- _EXTRACT TO READ_:
Begin
OceanBase Spark Catalog

English | 简体中文

OceanBase Spark Connector fully supports Spark Catalog since version 1.1, which provides a more convenient and efficient solution for users to use OceanBase in Spark. By using Spark Catalog, users can access and operate OceanBase databases in a more concise and consistent way.

Currently supported features

Currently only supports OceanBase MySQL mode.
Supports Spark adaptive partitioning and parallel reading of OceanBase (via JDBC).
- Predicate pushdown support.
Supports writing OceanBase through direct load.
Supports writing OceanBase through JDBC.
- For primary key tables, supports writing in upsert mode.
  - MySQL mode is based on: INSERT INTO ... ON DUPLICATE KEY UPDATE syntax.
End
- _PROBLEMS TO SOLVE_:
1: According to the OceanBase Spark Catalog page, what does using Spark Catalog offer users?
2: In the OceanBase Spark Catalog page, starting with which version does the connector fully support Spark Catalog?
3: Reproduce everything from "Supports writing OceanBase through direct" down to "KEY UPDATE syntax." in the OceanBase Spark Catalog page.
The data after this point isn't needed.

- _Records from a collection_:
Begin
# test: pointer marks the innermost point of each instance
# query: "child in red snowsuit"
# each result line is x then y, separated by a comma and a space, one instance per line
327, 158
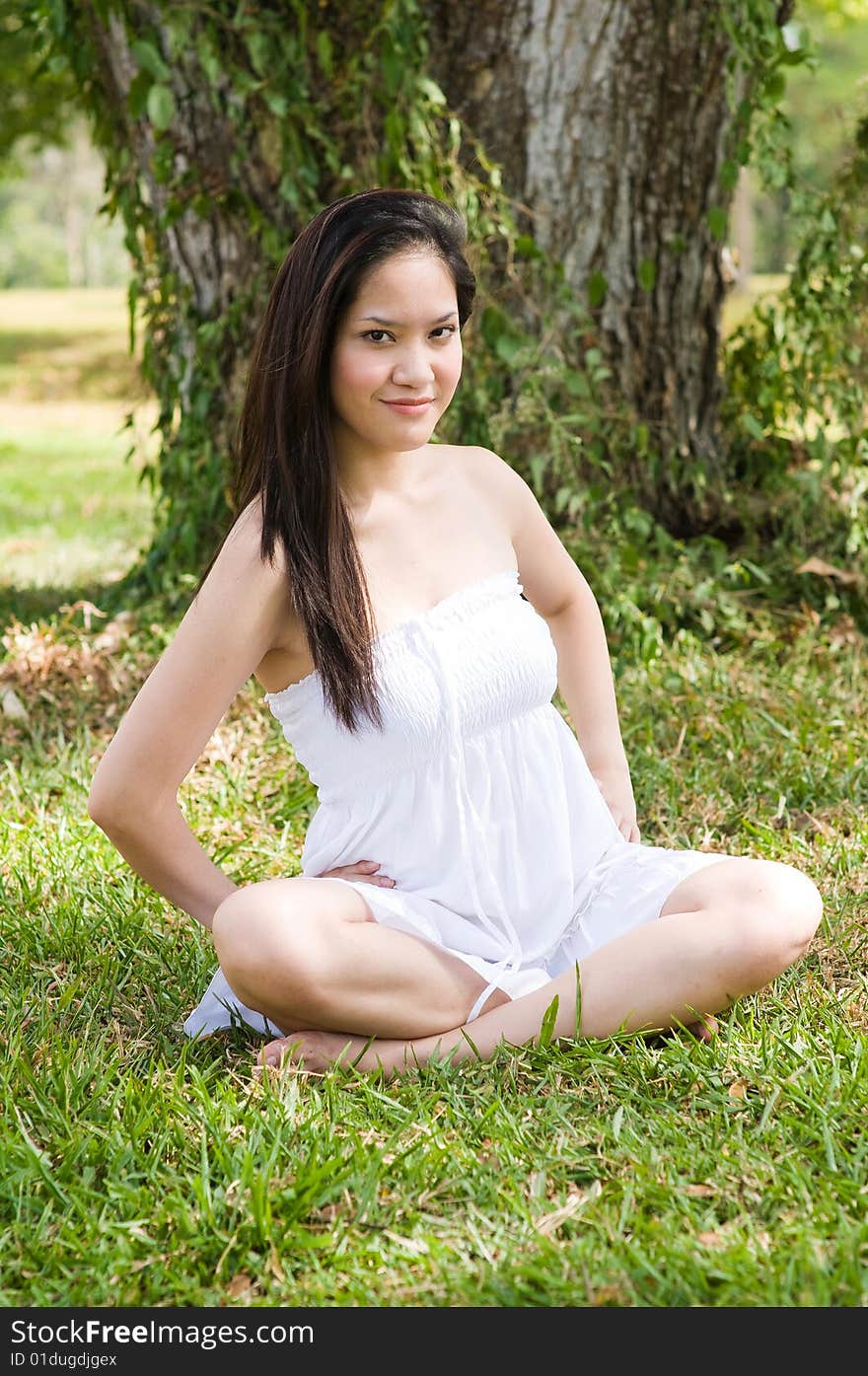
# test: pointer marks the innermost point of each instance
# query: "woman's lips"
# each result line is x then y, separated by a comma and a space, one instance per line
End
Begin
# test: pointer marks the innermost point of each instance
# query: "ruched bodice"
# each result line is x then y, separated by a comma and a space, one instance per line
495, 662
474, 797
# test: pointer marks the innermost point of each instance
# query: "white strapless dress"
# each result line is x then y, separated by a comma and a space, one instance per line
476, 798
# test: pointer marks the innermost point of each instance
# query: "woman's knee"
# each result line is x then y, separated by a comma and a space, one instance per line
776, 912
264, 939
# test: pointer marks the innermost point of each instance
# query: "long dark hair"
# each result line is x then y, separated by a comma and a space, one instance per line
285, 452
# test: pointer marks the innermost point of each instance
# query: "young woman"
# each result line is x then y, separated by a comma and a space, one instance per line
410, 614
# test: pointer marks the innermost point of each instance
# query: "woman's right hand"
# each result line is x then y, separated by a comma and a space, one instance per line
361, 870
End
- _COMPLETE ANSWERS_:
1: It gives users a more convenient and efficient way to use OceanBase in Spark. Through it, they can access and operate OceanBase databases in a more concise and consistent way.

2: Version 1.1.

3:
Supports writing OceanBase through direct load.
Supports writing OceanBase through JDBC.
- For primary key tables, supports writing in upsert mode.
  - MySQL mode is based on: INSERT INTO ... ON DUPLICATE KEY UPDATE syntax.